▶ Exercise directions: Return all lines of the data in which the string "white" occurs.
*** Study material Section Begins ***
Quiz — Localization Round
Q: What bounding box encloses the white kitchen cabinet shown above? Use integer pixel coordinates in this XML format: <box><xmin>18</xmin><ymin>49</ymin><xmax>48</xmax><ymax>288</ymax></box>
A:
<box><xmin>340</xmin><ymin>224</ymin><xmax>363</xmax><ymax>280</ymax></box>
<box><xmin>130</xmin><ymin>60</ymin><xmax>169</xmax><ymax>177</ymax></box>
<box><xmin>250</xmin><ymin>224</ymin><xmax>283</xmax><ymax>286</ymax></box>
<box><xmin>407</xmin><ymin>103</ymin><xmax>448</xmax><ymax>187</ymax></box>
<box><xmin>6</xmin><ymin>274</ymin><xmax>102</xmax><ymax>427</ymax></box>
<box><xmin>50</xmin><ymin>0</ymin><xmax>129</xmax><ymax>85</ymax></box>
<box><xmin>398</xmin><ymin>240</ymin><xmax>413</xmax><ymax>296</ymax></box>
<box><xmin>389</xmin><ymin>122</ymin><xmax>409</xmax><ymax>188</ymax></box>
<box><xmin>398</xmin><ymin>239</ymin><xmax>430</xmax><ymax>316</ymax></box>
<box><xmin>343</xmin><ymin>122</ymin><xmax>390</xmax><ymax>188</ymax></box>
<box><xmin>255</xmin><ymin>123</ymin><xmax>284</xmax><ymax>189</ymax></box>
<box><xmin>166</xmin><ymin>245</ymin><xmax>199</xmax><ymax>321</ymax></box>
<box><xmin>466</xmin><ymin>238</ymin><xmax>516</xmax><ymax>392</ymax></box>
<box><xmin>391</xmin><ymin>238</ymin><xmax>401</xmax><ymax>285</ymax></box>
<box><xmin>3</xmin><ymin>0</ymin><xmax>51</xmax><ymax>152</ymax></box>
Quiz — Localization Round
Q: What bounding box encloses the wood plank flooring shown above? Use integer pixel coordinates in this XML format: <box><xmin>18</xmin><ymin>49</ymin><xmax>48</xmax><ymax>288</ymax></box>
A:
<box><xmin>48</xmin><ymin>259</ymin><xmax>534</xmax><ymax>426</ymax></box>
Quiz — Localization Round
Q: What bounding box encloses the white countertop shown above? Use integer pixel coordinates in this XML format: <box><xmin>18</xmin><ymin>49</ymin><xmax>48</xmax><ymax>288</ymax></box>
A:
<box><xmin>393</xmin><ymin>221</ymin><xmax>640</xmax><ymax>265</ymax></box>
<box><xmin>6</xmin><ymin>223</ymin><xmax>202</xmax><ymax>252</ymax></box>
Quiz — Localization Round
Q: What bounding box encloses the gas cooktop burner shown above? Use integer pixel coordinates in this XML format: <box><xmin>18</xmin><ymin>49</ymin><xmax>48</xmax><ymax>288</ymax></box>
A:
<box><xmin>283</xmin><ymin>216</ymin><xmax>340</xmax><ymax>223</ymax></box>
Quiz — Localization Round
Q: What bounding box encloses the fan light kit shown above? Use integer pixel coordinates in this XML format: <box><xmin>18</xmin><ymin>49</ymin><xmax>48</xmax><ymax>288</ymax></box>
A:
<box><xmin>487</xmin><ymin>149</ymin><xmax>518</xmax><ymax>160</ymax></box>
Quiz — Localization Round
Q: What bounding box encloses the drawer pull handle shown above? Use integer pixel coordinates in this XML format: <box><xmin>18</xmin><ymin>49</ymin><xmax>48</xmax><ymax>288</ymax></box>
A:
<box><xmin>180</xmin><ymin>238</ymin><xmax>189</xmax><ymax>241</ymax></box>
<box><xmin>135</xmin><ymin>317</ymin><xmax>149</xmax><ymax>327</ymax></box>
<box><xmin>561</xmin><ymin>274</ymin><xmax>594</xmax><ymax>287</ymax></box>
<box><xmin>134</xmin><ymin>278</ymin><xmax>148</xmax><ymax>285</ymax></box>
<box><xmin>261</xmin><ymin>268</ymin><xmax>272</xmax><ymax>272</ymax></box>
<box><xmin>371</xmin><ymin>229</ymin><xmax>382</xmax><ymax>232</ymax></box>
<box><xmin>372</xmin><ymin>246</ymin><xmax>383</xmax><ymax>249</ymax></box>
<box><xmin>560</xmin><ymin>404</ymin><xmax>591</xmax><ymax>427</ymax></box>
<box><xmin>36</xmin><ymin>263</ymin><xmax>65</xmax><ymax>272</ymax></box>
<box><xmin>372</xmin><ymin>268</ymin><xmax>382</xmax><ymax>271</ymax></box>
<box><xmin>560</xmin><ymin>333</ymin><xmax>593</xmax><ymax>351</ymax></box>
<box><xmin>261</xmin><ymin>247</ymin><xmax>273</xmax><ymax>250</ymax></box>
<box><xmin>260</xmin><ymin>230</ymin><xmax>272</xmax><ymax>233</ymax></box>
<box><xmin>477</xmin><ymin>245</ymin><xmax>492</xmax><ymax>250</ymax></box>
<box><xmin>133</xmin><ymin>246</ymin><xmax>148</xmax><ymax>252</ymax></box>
*** Study material Section Ends ***
*** Study material Section Begins ***
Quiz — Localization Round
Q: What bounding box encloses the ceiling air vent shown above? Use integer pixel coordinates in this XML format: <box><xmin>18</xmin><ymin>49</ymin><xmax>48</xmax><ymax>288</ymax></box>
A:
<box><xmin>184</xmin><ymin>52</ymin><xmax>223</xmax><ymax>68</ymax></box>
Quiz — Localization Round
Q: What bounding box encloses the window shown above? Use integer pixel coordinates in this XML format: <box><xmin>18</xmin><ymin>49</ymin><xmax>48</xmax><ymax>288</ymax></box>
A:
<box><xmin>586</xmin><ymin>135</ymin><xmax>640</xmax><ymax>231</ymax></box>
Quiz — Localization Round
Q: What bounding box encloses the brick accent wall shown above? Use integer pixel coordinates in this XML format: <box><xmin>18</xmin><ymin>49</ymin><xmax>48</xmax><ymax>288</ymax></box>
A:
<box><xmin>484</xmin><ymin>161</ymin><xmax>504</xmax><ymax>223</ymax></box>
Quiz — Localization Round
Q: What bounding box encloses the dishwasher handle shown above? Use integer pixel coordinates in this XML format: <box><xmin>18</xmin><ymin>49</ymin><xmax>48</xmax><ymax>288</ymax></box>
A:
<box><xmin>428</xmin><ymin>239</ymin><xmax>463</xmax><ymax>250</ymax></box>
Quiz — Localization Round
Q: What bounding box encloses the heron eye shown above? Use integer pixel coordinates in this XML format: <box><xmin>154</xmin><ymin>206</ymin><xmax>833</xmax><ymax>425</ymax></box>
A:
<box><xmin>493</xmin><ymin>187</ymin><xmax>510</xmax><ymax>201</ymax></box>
*** Study material Section Ends ***
*** Study material Section Begins ***
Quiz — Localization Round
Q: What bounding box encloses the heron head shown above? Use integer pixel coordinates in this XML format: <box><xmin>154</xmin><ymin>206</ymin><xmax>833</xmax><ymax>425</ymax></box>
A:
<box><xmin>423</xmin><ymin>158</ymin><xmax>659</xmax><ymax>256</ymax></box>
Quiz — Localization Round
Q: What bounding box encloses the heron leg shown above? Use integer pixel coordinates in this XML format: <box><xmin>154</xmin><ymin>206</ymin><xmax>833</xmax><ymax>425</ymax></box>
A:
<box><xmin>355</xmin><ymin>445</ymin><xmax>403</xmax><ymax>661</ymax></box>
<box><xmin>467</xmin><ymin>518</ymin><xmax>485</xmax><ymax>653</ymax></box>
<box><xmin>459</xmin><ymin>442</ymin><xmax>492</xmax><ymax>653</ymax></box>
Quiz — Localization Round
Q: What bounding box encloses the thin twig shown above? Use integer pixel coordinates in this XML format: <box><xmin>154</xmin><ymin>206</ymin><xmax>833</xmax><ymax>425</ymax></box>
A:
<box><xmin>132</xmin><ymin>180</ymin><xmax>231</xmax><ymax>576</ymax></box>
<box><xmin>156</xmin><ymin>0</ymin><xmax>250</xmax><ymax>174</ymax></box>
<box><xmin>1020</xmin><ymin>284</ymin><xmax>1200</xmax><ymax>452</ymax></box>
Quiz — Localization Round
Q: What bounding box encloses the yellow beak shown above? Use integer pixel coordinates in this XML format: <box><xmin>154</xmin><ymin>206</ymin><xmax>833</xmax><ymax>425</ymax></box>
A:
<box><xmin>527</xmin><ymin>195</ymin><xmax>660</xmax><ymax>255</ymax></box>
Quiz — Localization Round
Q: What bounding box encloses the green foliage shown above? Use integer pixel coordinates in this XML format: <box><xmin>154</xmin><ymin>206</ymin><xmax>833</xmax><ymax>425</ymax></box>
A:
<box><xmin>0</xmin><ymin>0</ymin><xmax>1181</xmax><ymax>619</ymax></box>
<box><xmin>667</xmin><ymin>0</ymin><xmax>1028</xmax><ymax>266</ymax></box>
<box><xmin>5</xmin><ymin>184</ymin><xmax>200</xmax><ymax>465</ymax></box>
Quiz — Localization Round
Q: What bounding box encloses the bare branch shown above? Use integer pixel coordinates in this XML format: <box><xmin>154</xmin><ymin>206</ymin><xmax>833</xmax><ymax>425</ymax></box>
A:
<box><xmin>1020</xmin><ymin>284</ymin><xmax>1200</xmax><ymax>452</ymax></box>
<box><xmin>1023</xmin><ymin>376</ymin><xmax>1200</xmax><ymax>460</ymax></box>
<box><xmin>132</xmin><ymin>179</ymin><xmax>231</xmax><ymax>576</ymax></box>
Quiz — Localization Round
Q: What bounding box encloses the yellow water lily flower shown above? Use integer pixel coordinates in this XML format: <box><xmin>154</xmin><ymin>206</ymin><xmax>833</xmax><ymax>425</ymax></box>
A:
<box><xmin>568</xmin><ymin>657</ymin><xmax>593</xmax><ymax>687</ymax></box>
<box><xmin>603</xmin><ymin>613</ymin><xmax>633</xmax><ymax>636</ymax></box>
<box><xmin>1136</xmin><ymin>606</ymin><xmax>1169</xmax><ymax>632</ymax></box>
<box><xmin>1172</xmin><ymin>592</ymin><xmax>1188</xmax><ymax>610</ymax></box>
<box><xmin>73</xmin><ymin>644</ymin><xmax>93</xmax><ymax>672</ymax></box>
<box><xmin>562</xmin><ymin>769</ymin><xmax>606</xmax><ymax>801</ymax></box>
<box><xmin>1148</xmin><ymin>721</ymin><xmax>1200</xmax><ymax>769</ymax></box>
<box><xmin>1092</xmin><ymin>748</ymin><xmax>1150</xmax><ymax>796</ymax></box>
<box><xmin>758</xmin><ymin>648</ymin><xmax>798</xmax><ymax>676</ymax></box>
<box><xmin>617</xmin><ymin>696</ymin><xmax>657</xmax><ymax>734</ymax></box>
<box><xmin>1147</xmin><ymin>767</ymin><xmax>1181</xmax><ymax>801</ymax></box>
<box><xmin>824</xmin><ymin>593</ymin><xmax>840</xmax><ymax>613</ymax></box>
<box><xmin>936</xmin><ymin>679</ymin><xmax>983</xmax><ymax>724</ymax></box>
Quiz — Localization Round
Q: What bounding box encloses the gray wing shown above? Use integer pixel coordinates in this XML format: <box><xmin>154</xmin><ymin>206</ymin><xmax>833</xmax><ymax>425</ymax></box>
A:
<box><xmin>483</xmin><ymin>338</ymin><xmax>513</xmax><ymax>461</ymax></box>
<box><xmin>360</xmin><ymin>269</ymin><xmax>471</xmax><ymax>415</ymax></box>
*** Study material Section Ends ***
▶ Answer section:
Q: What bounding box encloses the white kitchen cabinet shown above? Use integer pixel coordinates in this XML format: <box><xmin>18</xmin><ymin>49</ymin><xmax>48</xmax><ymax>288</ymax></box>
Q: What bounding box encloses the white countertop shown above? Use integer pixel coordinates in this XML format: <box><xmin>18</xmin><ymin>49</ymin><xmax>48</xmax><ymax>288</ymax></box>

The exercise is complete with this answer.